**Passage shown:**
========================
Thinking and rethinking the war in Iraq

World War IV, By Norman Podhoretz, Doubleday, 224 pp., $24.95

A Time to Lead, By Wesley Clark with Tom Carhart, Palgrave Macmillan, 272 pp., $24.95

To twist a phrase, if it ducks like a quack, it's a quack. And in "World War IV" Norman Podhoretz, neoconservative and ardent supporter of the Iraq war, ducks the central criticism of the neoconservatives' fight-to-the-finish strategy on that conflict: Military victory means nothing unless the Iraq government can cut the political compromises necessary for peace, and there's scant evidence that it can.

Podhoretz, the former editor of Commentary magazine, derives his title from his contention that the Cold War constituted World War III and the war on terror has forced a fourth global war upon us. Showing how democracy can work in Iraq is our only hope for shutting down the Middle East's assembly line of terrorism, he says. Podhoretz admits to having underestimated the durability of the Iraqi insurgency. "But like the president, I remained convinced that [democratization] could and would be achieved if we could 'stay the course' for (in the words of Secretary of Defense Donald Rumsfeld) 'as long as it takes and not a day longer.' "

Well, even the White House thinks it will take Iraqi lawmakers five to 10 years to reach that point, according to author Bob Woodward. Is the loss of American life and treasure that will occur worth it, especially in a war premised on faulty intelligence? And what if the White House is wrong and the Iraqis aren't up to the job? As I said, Podhoretz ducks. He never satisfactorily answers conservative columnist George Will's observation, borne out so far in Iraq, that pluralist societies give rise to democracy, not vice versa.
========================
Stored entries

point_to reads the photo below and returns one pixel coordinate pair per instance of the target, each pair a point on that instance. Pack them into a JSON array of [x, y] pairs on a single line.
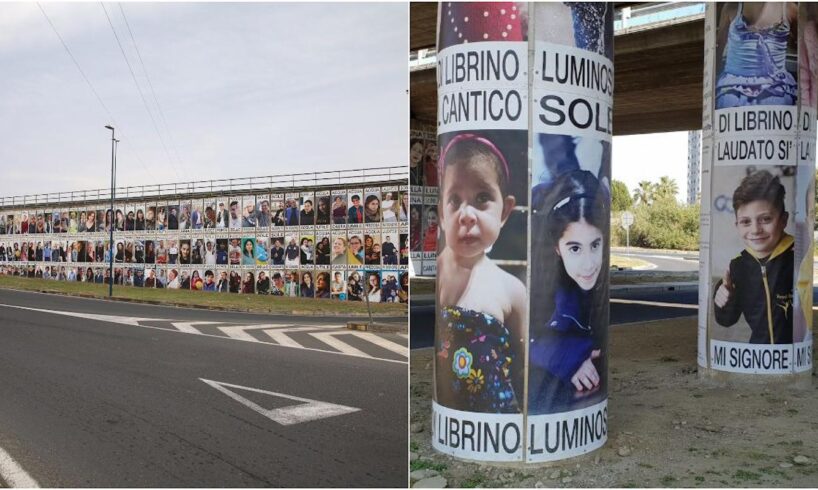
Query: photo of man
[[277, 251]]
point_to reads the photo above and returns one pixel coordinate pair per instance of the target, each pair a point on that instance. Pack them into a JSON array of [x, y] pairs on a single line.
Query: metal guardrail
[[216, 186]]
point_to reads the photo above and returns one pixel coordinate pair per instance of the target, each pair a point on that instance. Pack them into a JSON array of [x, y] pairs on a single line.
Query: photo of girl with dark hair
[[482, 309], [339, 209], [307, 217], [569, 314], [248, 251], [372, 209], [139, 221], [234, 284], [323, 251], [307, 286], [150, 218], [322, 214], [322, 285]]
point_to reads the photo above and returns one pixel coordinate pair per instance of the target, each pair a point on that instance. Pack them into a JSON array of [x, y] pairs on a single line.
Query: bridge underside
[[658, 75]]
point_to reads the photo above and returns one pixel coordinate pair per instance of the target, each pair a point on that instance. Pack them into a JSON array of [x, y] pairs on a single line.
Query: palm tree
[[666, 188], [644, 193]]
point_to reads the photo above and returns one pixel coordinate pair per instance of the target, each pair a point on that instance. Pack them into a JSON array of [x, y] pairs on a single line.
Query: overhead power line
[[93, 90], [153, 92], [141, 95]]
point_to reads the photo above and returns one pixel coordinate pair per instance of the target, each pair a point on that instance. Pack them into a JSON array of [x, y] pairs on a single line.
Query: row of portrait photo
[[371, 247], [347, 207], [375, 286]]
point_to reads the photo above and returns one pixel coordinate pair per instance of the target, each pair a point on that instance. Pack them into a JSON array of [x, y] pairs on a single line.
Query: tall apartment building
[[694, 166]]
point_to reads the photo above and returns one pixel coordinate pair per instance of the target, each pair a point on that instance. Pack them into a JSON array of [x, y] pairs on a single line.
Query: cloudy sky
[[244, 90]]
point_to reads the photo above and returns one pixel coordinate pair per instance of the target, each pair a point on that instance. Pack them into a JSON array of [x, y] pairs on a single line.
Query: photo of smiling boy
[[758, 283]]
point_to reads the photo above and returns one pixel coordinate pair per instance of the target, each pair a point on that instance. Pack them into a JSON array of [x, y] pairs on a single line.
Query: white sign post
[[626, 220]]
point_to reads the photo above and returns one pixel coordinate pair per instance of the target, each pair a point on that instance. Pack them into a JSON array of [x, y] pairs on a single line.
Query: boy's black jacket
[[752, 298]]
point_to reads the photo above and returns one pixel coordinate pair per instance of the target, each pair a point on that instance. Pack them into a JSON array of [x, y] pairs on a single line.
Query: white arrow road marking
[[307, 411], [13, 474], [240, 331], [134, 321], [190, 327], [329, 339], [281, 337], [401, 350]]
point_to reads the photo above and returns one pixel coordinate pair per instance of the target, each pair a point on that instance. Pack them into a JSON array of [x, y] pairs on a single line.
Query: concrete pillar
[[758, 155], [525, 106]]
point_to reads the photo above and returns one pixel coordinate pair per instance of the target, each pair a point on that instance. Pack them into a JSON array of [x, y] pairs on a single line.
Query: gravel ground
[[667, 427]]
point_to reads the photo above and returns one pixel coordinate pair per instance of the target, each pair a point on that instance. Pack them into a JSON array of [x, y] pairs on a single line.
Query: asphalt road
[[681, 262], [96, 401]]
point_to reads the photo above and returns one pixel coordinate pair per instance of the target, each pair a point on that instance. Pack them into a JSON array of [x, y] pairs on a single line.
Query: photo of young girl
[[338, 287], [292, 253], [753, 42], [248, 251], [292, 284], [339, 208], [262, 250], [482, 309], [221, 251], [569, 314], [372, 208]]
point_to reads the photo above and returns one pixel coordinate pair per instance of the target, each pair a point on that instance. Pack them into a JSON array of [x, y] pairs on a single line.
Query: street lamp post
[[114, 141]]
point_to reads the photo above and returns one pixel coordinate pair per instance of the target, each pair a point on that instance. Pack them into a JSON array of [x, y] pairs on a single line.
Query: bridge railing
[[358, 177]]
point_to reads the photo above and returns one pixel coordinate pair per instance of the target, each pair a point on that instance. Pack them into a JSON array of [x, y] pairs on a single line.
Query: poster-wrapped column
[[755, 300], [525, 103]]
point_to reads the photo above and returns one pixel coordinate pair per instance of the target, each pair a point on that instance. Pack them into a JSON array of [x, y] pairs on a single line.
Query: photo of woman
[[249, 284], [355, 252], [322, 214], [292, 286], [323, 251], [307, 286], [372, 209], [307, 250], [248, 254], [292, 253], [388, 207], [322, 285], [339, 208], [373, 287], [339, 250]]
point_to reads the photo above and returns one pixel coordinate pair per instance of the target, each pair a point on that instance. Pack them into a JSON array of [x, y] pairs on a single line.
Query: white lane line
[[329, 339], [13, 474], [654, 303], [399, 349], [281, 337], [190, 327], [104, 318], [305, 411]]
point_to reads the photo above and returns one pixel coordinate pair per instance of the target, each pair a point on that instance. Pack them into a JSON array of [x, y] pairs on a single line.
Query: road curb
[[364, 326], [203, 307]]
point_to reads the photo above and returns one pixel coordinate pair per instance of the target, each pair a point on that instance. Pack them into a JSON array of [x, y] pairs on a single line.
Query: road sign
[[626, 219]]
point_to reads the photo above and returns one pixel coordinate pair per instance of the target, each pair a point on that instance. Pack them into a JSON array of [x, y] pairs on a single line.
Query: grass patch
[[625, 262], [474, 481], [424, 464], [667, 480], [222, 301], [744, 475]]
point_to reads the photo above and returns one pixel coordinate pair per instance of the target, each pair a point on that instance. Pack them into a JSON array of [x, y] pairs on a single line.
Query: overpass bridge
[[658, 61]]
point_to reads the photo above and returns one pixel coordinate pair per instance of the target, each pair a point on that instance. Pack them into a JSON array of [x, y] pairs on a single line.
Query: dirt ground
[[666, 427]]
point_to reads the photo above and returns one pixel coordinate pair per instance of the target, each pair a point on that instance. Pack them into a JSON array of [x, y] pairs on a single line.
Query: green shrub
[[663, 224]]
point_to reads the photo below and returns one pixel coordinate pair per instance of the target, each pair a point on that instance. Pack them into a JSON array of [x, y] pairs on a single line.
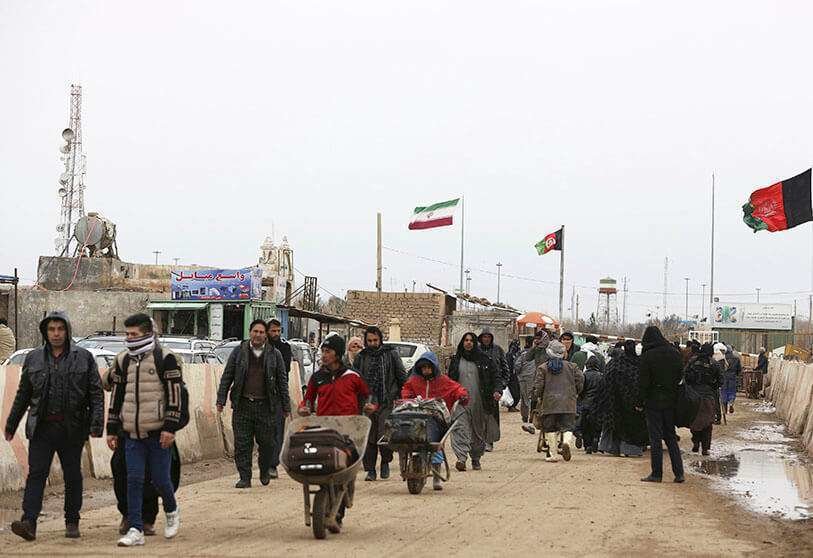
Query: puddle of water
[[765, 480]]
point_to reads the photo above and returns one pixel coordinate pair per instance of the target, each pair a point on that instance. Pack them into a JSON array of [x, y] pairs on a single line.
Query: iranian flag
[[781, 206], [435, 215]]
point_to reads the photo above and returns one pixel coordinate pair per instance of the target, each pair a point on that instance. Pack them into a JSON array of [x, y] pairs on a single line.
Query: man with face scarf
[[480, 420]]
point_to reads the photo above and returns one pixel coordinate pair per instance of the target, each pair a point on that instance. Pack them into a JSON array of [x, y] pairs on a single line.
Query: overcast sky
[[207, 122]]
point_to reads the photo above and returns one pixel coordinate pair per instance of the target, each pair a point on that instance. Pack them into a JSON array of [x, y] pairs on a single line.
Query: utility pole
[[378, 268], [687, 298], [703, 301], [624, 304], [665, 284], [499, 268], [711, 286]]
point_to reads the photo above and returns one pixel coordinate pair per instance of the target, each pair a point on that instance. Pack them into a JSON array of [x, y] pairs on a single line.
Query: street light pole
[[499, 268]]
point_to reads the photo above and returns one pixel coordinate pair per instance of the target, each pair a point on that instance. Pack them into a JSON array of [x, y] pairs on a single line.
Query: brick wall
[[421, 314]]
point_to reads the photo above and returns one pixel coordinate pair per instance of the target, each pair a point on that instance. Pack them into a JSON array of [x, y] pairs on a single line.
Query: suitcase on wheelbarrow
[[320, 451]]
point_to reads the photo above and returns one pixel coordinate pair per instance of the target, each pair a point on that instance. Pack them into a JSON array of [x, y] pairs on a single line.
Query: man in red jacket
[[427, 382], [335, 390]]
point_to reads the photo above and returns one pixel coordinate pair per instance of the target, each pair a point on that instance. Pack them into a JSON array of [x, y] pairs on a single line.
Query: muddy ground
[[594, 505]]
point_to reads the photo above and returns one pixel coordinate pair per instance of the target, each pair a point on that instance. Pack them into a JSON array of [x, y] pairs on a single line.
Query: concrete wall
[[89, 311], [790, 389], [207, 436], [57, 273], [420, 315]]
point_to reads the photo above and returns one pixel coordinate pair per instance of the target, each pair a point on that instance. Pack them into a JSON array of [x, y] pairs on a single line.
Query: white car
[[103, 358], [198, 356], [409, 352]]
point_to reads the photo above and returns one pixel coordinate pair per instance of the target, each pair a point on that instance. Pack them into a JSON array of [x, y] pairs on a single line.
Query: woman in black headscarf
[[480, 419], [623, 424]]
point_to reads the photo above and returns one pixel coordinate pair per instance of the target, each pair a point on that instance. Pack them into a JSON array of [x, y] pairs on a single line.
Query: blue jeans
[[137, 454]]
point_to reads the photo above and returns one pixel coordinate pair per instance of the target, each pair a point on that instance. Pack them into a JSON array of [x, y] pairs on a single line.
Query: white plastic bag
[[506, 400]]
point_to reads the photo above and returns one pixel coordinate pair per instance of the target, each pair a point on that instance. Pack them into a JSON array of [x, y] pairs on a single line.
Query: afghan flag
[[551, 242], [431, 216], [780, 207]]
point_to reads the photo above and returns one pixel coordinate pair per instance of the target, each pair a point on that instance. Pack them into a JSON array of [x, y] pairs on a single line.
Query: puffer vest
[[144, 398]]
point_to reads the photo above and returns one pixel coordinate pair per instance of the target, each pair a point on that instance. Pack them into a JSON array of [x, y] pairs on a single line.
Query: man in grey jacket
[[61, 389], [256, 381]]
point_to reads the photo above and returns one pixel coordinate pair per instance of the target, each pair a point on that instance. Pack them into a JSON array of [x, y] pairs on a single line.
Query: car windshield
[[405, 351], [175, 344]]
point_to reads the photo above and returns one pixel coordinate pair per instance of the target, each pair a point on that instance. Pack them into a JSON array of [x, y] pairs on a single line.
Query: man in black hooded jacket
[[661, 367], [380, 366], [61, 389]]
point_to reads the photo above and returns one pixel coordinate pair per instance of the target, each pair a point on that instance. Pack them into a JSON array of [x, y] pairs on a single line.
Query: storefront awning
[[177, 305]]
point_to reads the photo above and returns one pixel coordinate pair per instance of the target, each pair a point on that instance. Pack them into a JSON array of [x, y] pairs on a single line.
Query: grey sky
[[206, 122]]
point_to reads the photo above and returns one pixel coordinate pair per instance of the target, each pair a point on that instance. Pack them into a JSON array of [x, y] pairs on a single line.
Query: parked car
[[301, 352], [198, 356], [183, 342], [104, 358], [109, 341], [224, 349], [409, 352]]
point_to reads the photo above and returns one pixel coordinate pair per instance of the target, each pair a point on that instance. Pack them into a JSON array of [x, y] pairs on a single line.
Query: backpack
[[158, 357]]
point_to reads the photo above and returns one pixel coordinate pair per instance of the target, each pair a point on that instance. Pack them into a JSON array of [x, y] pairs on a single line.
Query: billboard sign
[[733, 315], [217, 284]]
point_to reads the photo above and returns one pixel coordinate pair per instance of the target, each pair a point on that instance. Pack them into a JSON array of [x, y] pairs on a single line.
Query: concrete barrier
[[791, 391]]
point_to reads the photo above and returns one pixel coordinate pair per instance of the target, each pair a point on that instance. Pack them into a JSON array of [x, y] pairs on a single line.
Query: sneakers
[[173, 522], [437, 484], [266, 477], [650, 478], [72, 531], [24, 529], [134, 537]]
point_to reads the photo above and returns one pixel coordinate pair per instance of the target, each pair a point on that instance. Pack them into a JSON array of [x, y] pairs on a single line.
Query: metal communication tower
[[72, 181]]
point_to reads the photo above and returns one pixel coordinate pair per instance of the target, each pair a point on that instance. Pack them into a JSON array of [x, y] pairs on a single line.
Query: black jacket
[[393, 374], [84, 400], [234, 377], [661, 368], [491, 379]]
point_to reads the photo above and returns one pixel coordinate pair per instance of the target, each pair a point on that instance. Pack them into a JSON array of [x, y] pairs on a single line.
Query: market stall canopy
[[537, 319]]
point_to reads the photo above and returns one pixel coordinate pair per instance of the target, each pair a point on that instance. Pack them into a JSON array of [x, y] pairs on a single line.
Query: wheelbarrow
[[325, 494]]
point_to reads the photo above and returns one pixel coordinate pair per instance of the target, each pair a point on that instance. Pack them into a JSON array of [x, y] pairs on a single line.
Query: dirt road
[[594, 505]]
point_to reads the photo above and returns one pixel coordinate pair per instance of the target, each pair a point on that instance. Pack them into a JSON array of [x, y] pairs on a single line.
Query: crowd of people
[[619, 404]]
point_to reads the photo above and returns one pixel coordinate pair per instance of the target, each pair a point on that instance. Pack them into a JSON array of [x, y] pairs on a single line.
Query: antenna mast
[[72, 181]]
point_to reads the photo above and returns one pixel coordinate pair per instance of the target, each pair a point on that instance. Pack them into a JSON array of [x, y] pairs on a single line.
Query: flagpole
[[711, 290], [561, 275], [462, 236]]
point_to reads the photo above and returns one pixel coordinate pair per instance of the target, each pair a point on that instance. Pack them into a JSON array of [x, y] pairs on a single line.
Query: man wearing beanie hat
========================
**Directive 1:**
In the book review, swap "strategy" for "approach" and write out the passage starting at "To twist a phrase, if" and ending at "that it can.".
**Directive 2:**
Output the stored entries starting at the first one and ending at the line containing "[[244, 90]]", both ends included, without the pictures.

**Solution 1:**
To twist a phrase, if it ducks like a quack, it's a quack. And in "World War IV" Norman Podhoretz, neoconservative and ardent supporter of the Iraq war, ducks the central criticism of the neoconservatives' fight-to-the-finish approach on that conflict: Military victory means nothing unless the Iraq government can cut the political compromises necessary for peace, and there's scant evidence that it can.

**Solution 2:**
point_to reads the photo below and returns one pixel coordinate pair per instance of the target, each pair a point on that instance. Pack them into a JSON array of [x, y] pairs on a single line.
Query: photo of man
[[277, 251]]
point_to reads the photo above and returns one pixel coordinate pair per instance of the target, each pair a point on that instance. Pack them into a JSON array of [x, y] pairs on a single line.
Query: metal guardrail
[[216, 186]]
point_to reads the photo above and returns one pixel coordinate pair per instance of the target, each pair a point on that instance. Pack them into a JSON array of [x, y] pairs on a single line.
Query: photo of girl with dark hair
[[482, 309], [339, 209], [307, 217], [569, 314], [248, 251], [372, 209], [139, 221], [234, 284], [323, 251], [307, 286], [150, 218], [322, 214], [322, 285]]
point_to reads the photo above and returns one pixel coordinate pair per instance of the target, each pair a point on that instance. Pack them into a JSON array of [x, y] pairs on a single line.
Query: bridge underside
[[658, 75]]
point_to reads the photo above and returns one pixel coordinate pair per instance of the target, each pair a point on that instance. Pack them into a JSON array of [x, y] pairs on a single line.
Query: palm tree
[[666, 188], [644, 193]]
point_to reads the photo above and returns one pixel coordinate pair per instance of the target, each pair a point on that instance. Pack them into a JSON array of [x, y] pairs on a single line.
Query: overhead power line
[[93, 90], [153, 92], [141, 95]]
point_to reads the photo above and returns one pixel coordinate pair per instance of the target, each pair a point on that instance. Pack them into a JSON array of [x, y] pairs on a single line.
Query: row of portrait photo
[[371, 247], [347, 207], [375, 286]]
point_to reads the photo above and returns one pixel coordinate pair per instance of the target, each pair a point on that instance. Pack them into a JSON array of [x, y] pairs on a single line.
Query: tall apartment building
[[694, 166]]
point_to reads the photo above and returns one pixel coordinate pair per instance of the target, each pair a point on that instance. Pack them into a JSON array of [x, y] pairs on a single line.
Query: cloudy sky
[[244, 90]]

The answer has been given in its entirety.